Requirement
Find the line containing "x=255 y=266" in the records below. Copy exactly that line and each one after it, ending at the line containing "Practice. Annotate every instance of the green bush", and nothing more.

[Natural language region descriptions]
******************************

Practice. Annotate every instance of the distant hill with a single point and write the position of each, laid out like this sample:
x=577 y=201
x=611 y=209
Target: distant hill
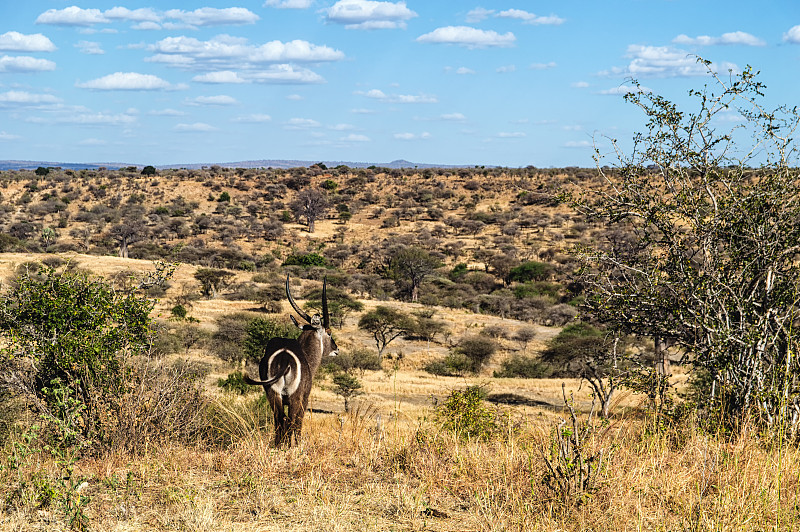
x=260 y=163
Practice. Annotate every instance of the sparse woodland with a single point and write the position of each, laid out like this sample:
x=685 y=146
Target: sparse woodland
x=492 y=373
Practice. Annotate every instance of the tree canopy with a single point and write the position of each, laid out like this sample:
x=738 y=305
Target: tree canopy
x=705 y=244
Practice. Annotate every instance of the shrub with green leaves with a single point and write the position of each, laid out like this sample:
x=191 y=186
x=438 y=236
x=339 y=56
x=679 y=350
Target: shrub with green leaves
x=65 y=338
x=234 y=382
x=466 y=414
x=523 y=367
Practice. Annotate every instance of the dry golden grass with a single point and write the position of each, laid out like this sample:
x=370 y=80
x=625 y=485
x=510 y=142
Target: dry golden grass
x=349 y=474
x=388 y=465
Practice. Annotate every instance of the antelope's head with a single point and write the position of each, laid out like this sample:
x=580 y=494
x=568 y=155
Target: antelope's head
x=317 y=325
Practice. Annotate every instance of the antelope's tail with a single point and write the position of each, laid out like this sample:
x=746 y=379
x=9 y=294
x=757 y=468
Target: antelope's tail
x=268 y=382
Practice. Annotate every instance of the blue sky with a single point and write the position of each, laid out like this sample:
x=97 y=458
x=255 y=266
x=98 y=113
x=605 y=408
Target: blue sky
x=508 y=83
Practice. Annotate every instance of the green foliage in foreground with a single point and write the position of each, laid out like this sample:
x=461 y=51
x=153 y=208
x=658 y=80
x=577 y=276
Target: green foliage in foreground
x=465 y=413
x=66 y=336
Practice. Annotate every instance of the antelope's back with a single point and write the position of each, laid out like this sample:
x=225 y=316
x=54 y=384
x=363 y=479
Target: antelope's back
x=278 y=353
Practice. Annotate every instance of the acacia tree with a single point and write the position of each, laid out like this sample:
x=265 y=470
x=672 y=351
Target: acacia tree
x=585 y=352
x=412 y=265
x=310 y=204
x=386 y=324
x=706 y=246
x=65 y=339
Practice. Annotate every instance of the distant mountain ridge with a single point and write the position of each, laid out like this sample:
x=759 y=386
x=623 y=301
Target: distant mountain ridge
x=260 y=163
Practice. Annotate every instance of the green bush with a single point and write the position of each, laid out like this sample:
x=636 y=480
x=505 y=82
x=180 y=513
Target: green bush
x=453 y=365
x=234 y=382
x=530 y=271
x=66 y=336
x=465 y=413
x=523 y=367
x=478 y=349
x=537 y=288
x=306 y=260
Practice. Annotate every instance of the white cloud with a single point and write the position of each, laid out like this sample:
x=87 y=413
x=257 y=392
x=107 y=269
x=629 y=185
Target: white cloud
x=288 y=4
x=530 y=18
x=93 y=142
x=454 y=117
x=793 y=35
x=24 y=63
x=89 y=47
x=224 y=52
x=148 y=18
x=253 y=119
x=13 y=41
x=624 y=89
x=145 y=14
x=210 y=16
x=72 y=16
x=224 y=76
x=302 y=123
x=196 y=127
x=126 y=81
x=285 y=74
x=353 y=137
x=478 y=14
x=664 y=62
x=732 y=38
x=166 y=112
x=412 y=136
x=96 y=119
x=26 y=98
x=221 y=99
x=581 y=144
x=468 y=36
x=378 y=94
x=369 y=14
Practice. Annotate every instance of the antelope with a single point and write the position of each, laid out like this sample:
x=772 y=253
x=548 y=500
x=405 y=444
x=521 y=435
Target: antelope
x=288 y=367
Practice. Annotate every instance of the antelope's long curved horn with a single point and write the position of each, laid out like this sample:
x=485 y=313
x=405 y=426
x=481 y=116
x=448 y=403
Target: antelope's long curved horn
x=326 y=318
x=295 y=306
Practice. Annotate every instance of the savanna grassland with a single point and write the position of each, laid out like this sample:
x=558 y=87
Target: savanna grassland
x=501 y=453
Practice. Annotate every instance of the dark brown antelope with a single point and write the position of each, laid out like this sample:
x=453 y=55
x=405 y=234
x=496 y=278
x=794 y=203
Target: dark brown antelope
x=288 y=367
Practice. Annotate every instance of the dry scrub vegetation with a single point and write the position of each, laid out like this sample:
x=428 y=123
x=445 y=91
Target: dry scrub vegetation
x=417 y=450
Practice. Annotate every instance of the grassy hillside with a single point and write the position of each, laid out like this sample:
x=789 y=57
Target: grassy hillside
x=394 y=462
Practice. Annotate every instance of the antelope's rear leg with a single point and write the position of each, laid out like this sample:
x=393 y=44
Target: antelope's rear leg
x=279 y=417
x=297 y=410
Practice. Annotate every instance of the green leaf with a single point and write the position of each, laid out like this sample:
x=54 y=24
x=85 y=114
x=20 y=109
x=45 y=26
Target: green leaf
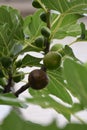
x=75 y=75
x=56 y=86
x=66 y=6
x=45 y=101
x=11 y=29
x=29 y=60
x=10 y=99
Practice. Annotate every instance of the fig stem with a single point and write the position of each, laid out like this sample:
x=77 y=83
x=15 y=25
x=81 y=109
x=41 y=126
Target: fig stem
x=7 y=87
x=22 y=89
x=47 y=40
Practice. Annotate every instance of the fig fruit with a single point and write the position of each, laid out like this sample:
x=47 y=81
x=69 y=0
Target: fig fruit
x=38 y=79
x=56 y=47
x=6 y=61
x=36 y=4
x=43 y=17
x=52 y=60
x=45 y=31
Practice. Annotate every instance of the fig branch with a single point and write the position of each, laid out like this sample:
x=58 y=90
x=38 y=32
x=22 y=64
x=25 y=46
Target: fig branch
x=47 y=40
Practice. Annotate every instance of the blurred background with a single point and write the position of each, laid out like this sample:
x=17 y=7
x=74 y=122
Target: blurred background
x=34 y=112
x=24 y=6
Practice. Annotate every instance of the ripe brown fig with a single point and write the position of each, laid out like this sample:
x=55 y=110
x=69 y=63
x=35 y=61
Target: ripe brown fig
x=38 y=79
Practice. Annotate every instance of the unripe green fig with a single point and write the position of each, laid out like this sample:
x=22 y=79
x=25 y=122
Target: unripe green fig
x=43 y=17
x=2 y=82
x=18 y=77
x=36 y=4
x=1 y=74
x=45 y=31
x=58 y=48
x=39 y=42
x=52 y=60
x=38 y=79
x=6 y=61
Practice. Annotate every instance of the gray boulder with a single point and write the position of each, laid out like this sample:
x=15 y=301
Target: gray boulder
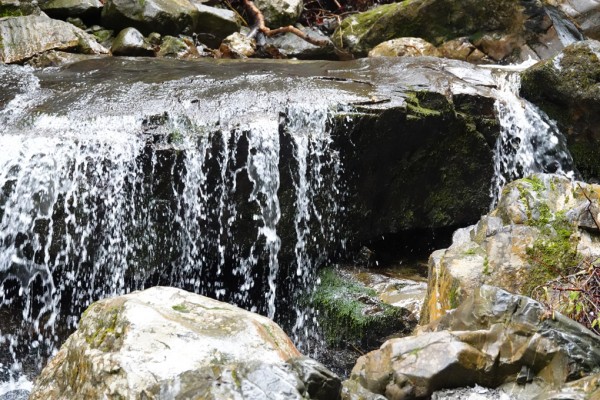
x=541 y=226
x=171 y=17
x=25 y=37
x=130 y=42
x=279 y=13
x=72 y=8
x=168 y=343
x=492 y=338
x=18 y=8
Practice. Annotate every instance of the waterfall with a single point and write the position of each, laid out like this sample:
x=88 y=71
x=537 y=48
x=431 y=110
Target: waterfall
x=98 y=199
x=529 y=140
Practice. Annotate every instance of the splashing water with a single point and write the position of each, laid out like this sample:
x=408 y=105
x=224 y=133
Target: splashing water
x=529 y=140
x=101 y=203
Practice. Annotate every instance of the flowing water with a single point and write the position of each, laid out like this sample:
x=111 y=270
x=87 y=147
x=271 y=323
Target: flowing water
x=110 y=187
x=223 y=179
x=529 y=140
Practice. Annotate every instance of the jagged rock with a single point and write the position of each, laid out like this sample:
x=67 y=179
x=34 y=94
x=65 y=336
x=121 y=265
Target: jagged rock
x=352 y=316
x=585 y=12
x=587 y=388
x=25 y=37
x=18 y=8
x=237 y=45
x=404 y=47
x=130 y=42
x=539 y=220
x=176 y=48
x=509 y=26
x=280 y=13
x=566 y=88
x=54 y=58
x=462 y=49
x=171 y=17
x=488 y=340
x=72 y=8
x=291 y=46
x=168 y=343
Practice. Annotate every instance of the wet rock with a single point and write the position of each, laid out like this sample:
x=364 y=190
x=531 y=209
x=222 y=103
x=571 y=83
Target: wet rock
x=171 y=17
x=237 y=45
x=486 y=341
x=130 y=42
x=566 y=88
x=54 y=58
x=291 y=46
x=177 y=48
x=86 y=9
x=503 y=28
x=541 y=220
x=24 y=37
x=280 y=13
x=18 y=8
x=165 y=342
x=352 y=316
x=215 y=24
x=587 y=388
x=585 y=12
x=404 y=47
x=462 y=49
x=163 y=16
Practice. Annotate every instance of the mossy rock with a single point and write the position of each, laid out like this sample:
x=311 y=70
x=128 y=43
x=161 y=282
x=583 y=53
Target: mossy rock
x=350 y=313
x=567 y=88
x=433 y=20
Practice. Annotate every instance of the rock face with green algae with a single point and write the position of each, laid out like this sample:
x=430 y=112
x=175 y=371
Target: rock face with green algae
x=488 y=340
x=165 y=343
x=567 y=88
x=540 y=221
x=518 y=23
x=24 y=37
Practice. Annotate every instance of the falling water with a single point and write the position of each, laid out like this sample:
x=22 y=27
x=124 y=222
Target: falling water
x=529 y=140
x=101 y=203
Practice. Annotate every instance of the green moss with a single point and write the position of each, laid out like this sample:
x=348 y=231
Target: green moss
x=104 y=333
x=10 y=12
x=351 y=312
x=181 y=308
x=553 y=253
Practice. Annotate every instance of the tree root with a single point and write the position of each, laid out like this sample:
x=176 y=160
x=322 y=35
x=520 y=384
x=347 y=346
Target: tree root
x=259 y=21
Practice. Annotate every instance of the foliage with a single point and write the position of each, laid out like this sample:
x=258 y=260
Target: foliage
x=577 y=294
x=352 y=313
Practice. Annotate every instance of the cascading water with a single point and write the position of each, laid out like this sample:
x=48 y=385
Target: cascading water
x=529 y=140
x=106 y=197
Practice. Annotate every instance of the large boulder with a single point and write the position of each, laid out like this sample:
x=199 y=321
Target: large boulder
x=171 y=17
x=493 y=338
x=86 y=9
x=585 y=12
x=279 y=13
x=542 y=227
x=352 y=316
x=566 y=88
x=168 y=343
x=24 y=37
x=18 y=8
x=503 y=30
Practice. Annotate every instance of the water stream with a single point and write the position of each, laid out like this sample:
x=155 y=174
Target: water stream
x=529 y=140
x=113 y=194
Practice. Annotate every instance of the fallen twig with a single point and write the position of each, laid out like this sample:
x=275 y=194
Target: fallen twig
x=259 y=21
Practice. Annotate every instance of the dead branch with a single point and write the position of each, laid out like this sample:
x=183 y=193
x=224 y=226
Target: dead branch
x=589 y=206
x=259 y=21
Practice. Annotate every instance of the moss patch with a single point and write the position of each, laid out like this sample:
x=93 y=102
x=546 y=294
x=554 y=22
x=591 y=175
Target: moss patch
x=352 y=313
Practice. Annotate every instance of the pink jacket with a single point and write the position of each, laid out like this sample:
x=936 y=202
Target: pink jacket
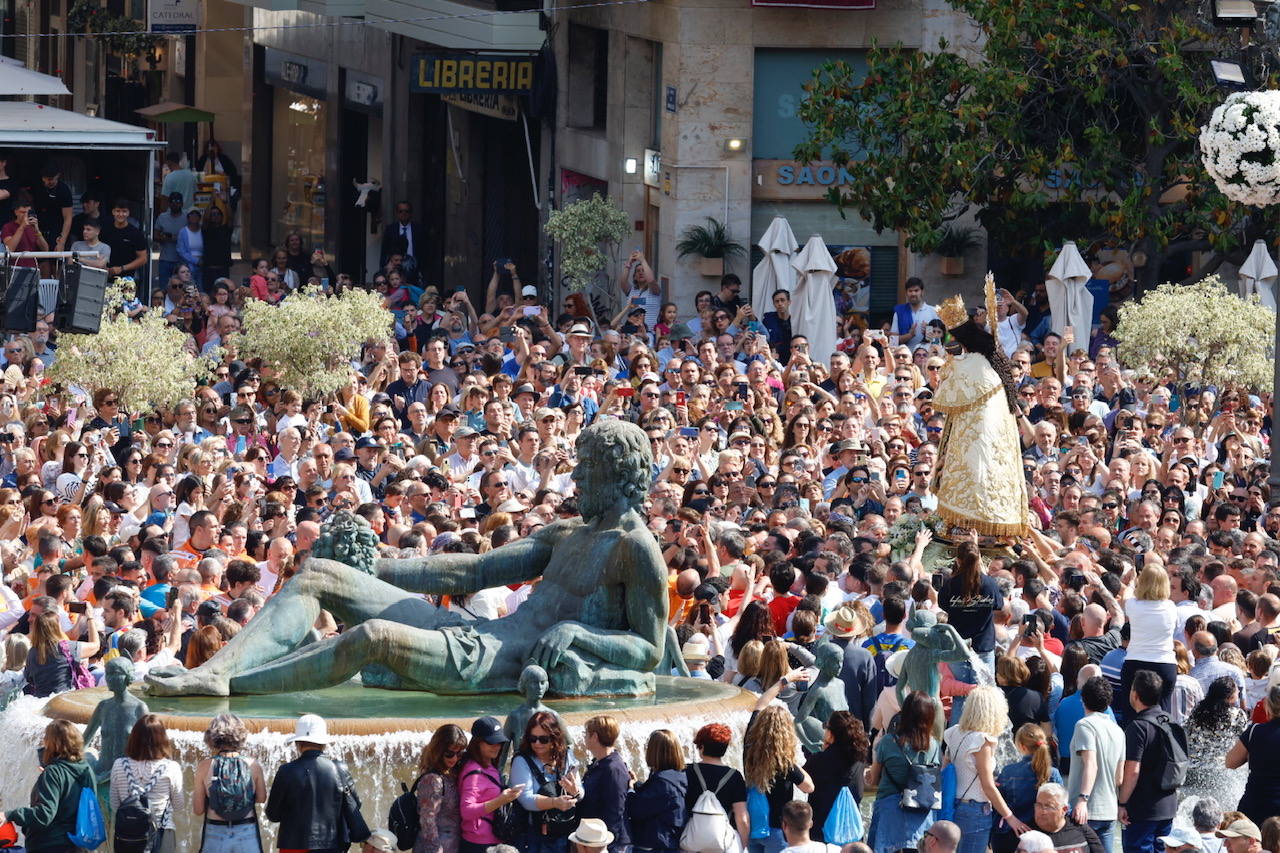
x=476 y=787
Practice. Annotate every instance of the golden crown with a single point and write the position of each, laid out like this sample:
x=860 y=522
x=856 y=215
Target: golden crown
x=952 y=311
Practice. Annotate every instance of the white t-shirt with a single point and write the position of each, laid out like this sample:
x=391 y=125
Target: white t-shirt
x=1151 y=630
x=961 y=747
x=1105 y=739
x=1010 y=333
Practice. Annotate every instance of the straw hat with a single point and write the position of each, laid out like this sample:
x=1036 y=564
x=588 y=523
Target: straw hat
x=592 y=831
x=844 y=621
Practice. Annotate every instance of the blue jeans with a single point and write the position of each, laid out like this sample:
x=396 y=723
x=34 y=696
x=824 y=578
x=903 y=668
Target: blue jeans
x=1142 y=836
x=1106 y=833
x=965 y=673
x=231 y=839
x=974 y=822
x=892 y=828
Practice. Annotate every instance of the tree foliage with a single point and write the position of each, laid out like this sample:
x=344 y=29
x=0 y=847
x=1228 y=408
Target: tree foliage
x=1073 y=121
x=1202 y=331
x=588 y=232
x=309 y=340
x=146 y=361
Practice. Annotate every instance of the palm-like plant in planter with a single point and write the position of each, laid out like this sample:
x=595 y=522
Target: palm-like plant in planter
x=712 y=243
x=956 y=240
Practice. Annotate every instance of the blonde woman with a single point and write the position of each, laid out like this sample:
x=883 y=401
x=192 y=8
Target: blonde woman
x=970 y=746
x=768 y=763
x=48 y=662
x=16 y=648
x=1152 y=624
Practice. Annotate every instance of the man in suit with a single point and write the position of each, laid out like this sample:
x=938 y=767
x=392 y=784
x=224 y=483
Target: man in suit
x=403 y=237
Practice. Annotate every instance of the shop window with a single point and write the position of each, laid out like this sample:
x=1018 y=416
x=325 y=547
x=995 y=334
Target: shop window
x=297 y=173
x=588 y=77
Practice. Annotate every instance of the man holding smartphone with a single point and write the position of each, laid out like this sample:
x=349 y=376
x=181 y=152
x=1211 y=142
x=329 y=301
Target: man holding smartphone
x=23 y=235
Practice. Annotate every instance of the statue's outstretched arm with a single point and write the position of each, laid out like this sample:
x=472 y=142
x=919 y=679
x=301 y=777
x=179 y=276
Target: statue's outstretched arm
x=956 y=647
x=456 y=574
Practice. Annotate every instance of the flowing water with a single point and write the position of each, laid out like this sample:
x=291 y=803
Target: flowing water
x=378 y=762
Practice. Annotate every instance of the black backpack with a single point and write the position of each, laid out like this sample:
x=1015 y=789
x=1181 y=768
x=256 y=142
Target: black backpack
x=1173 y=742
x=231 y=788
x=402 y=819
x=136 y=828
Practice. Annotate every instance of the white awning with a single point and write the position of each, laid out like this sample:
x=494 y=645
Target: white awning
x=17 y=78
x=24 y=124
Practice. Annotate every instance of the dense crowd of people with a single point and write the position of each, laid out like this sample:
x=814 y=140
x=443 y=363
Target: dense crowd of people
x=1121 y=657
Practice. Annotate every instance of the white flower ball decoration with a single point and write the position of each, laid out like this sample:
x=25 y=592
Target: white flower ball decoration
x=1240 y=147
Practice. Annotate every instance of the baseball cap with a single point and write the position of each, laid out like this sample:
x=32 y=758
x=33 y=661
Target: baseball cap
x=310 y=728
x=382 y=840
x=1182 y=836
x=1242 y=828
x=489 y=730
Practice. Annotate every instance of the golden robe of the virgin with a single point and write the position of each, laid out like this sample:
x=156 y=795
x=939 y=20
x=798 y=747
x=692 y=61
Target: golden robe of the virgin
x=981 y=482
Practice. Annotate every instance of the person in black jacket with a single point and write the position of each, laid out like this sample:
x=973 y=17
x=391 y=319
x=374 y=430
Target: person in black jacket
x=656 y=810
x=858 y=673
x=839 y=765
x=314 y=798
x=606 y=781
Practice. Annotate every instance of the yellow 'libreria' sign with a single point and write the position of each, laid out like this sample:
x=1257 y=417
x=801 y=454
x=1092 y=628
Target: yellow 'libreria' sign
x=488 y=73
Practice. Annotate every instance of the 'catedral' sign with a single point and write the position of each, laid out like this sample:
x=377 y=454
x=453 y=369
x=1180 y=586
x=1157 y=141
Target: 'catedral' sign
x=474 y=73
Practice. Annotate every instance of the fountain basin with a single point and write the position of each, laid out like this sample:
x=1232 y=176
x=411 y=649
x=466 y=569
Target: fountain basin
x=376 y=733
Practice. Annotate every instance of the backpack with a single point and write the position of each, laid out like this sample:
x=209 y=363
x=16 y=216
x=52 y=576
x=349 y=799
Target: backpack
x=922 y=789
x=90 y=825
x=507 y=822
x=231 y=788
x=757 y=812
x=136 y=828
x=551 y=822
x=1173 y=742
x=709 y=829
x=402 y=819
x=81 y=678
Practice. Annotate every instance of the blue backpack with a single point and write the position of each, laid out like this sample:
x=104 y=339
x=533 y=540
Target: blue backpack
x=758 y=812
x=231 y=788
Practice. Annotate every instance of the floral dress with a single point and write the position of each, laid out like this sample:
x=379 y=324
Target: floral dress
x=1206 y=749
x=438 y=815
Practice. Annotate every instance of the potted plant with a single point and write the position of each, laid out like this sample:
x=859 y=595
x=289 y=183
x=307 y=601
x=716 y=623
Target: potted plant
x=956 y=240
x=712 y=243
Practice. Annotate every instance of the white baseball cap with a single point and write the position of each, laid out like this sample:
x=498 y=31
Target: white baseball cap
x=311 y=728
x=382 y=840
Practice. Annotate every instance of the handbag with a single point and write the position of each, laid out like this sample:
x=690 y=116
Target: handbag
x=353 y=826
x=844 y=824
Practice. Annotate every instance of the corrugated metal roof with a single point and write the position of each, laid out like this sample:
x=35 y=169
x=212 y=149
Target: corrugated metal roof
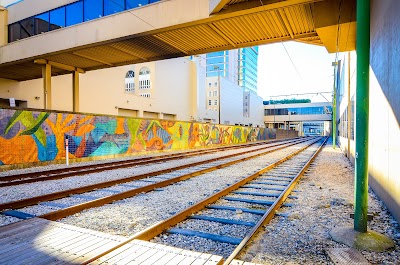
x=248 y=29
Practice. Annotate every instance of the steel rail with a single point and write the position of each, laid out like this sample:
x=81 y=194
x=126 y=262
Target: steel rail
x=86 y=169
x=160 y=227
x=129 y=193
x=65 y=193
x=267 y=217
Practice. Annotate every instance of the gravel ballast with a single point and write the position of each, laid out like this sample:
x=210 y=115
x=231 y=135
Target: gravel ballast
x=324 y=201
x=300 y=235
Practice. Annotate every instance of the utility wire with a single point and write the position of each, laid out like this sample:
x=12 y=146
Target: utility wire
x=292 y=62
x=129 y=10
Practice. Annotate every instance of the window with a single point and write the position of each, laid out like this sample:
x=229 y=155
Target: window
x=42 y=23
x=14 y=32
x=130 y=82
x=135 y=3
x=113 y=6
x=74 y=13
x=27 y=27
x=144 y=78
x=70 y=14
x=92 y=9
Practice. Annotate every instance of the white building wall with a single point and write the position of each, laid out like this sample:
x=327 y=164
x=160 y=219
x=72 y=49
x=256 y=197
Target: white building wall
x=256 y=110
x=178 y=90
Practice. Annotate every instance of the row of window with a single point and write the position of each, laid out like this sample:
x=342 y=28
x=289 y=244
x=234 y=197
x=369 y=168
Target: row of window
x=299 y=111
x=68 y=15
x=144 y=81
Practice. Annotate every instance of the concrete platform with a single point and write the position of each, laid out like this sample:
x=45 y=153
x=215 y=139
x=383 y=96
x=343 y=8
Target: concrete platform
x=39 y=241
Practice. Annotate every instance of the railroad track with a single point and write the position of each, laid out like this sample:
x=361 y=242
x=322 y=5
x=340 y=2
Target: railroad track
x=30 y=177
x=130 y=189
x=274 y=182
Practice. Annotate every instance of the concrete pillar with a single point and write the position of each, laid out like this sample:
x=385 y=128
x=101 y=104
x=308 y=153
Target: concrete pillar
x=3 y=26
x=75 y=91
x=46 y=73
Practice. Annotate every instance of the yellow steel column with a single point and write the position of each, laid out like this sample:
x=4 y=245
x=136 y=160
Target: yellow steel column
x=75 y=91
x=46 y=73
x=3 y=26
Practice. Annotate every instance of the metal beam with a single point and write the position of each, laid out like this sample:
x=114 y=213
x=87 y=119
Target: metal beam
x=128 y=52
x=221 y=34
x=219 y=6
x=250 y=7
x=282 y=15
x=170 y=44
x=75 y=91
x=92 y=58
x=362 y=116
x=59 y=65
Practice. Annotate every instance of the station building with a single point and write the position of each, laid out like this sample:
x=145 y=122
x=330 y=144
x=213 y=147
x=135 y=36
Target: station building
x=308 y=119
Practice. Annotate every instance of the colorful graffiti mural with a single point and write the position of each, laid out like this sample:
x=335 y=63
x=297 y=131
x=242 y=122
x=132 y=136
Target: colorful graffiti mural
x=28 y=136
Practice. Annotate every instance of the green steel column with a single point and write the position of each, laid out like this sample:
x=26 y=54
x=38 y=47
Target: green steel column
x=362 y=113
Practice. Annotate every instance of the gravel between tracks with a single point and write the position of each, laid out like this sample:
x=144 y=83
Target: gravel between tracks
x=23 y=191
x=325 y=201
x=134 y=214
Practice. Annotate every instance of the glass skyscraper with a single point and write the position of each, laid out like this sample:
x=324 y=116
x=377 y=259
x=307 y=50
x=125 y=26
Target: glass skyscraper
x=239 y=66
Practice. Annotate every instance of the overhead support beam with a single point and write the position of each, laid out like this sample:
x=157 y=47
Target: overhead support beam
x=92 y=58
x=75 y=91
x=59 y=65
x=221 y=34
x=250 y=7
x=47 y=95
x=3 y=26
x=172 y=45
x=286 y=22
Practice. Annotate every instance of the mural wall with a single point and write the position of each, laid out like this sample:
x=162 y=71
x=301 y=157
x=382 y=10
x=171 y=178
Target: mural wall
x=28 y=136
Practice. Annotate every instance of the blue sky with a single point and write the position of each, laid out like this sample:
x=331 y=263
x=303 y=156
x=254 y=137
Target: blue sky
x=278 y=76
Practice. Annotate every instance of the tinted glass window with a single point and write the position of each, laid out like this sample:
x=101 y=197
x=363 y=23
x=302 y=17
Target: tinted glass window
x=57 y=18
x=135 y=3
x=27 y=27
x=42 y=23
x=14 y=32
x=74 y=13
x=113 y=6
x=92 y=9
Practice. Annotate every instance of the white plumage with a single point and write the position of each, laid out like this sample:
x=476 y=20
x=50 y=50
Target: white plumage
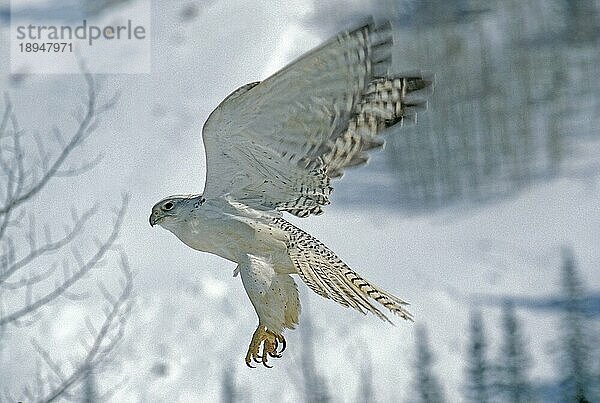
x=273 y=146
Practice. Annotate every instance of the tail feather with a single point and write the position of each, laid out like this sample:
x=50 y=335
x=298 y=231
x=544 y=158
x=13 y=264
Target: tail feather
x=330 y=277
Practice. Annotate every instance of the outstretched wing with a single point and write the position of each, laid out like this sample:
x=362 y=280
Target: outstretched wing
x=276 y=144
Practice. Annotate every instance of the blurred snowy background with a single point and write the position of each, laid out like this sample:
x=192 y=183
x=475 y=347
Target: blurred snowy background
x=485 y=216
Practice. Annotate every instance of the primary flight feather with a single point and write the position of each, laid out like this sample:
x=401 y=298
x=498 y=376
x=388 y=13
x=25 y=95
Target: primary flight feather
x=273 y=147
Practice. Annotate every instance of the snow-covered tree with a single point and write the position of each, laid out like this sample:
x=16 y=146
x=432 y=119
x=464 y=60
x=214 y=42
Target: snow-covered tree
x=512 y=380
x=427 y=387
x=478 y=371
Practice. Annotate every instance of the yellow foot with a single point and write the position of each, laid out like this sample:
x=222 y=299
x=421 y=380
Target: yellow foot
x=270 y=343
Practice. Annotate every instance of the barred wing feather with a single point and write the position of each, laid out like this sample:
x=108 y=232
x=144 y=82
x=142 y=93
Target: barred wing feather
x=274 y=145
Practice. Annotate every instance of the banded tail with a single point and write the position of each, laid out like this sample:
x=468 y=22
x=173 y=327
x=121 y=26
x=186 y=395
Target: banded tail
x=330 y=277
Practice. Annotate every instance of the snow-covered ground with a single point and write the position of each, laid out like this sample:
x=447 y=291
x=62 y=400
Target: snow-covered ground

******************************

Worked solution
x=255 y=266
x=98 y=113
x=605 y=408
Target: blue sky
x=508 y=83
Practice. Annotate every instance of the green foliage in foreground with a single point and write the position of each, laid out like this sample:
x=461 y=51
x=153 y=208
x=658 y=80
x=577 y=276
Target: green foliage in foreground
x=465 y=413
x=66 y=336
Practice. Annotate every instance of the antelope's back with a single point and write the position of each, laid out like this sample:
x=225 y=316
x=54 y=384
x=363 y=479
Target: antelope's back
x=278 y=353
Practice. Annotate every instance of the acacia tree with a single point and write the position of each, laid out like this sample:
x=265 y=470
x=672 y=351
Target: acacia tree
x=585 y=352
x=412 y=265
x=310 y=204
x=386 y=324
x=706 y=246
x=65 y=339
Practice. Annotate every instance of the distant mountain ridge with a single point and write the position of each, laid out like this sample:
x=759 y=386
x=623 y=301
Target: distant mountain ridge
x=260 y=163
Practice. Annotate every instance of the green bush with a single point and write the position of each, laid out like this sample:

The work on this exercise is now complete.